#### WHAT YOU NEED TO DO:
(a) Name every political party the text on Russian political parties and society mentions by name.
(b) Continue the text on Russian political parties and society from its last sentence.

RUSSIAN POLITICAL PARTIES AND SOCIETY
One feature of the Russian political scene is that within the four large political sectors there are hundreds of political parties and movements. The fragmentation of Russia’s political forces, including the democratic forces, is due, first, to the immaturity of political relations, and to the desire of various political forces to secure a legal foothold from which to fight for their programs. Second, it is due to the uncritical self-appraisal and ambition of most leaders. Third, it is due to romanticism left over from the days of perestroika or to the hope of improving one’s own material position. Fourth, there is the belief, entrenched in society and in some circles of the political and administrative elite, in the all-defining power of politics. Many of those involved in politics are convinced that the main obstacle to successfully implementing economic reforms–which are understood differently by different politicians and ordinary citizens–is the existing political system.
However, the fragmentation of electoral blocks and alliances, above all, seems to be the way a society in transition establishes a system of self-regulation and self-preservation. Society loses its bearings, is deprived of its basic support structures, and impulsively and emotionally puts forward various options for solving the problems which have arisen in the reform process. These options are represented on a political level by parties and movements. Eventually, unfeasible ideas and their political mouthpieces are gradually marginalized and disappear from the political scene. Only those ideas which correspond to a particular level of economic, political and cultural development for transitional society survive.
A second feature of the Russian political scene is that the leaders of many parties and movements persist in trying to monopolize the democratic political niche, denying the right of their political rivals to call themselves democrats. It would seem that the word “democrat” may be attributed to those political forces which are in favor of preserving a secular, peace-loving, legal, federate state; which support human rights and democratic procedures in political life, enshrined in the constitution and legislation; which support a mixed economy and the coexistence of different forms of ownership, including private ownership of the means of production; and which favor integration into international political organizations and economic structures.
In this case, the Russian Communist Party and the Agrarian Party may be considered democratic, as may the enfant terrible of Russian politics–the Liberal Democratic Party–as well as Russia is Our Home (ROH). and Yuri Luzhkov’s Fatherland. However, given the fact that Russia’s Democratic Choice, Yabloko and other parties traditionally considered democratic reject the possibility of a coalition with Gennady Zyuganov or Mikhail Lapshin, who refuse to disown the 70 years of the Soviet Union, or with the liberal conservatives or Vladimir Zhirinovsky’s traditionalists, the only possible alliance would be between Russia’s Democratic Choice and its allies, Yabloko, ROH and Fatherland.

#### DATASET EXCERPT:
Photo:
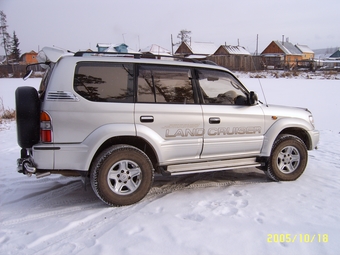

#### PER-TASK OUTPUTS:
(a) Russian Communist Party, Agrarian Party, Liberal Democratic Party, Russia is Our Home (ROH), Fatherland, Russia's Democratic Choice, Yabloko

(b)
RUSSIA’S DEMOCRATS
Russia’s democratic parties and the democratic electorate can be divided into three groups: “state” democrats–supporters of the “party of power”, who unite around the federal movements of Viktor Chernomyrdin (ROH). and Yuri Luzhkov (Fatherland).; social democrats, who oppose the current regime and are centered around Grigory Yavlinsky’s Yabloko; and the more fragmented radical liberal democrats whose best-known leaders are Yegor Gaidar, Anatoly Chubais, Boris Nemtsov and Sergei Kirienko. Creating a single coalition out of such a varied group of ideological and political forces is extremely difficult for various reasons.
First, the “personalization” of the political preferences of Russian voters practically precludes the possibility of “delegating” their vote to some other political alliance which includes other high-profile politicians alongside their idol. Russian voters will not let themselves be manipulated by party leaders who have reached agreements on forming electoral coalitions, and cannot automatically be numbered among the electorate of a freshly created union of political parties.
Second, those involved in politics actively try to discredit their opponents. According to Yabloko, Russia is Our Home is a “bureaucratic organization,” Russia’s Democratic Choice and other small democratic organizations nothing more than “pitiful remnants” whose leaders botched the reforms. Radical liberal democrats never tire of pointing out the “pink” hue which colors the views and politics of Yavlinsky’s social democrats. Yuri Luzhkov, the leader of Fatherland, lays the blame for the excesses in the social, economic and political reforms carried out in Russia since 1991 squarely at the door of the “young reformers.”
Third, there is an ideological and psychological incompatibility between the state democrats and the liberals. Anatoly Chubais and Yegor Gaidar, despite long periods in power, were never able to win support from the administrative elites in either the center or the regions. Fourth, the electorate of the social and liberal democrats concentrated mainly in Moscow, St. Petersburg, Samara, Nizhny Novgorod and Novosibirsk–with a tradition of mustering few votes in the provinces. However, the leaders of these towns and regions have recently been focusing on the Fatherland leader Yuri Luzhkov, while the degree of influence of regional elites on the electorate has increased. If Luzhkov’s movement takes part in the parliamentary elections the competition for the democratic vote will be even keener.
In other words, unification can only take place within each of the three groups–the state democrats, the social democrats and the liberal democrats. The fate of Russia Is Our Home–whether Viktor Chernomyrdin’s movement will collapse or Vladimir Ryzhkov, the favorite of the movement’s parliamentary faction, will breathe new life into it–should soon be clear. Yuri Luzhkov is publicly talking about Fatherland’s independent participation in all possible electoral campaigns. The social democrats are united around Grigory Yavlinsky. In this political niche there is no other figure with the authority or stature of this Yabloko leader.
The liberal democrats have the greatest need to unite. Movement toward this began to appear about four years ago. Most of the liberal organizations united three-and-a-half years ago into Russia’s Democratic Choice/United Democrats. The remainder entered the Center-Right Block. However, these coalitions were unable to consolidate the liberal vote. It seems that the liberal democrats’ main problem was the absence of an authoritative and influential leader. This was not a one-off problem; when forming the new movement “Pravoe Delo”–Right Cause–they again encountered difficulties in choosing a leader of nationwide stature.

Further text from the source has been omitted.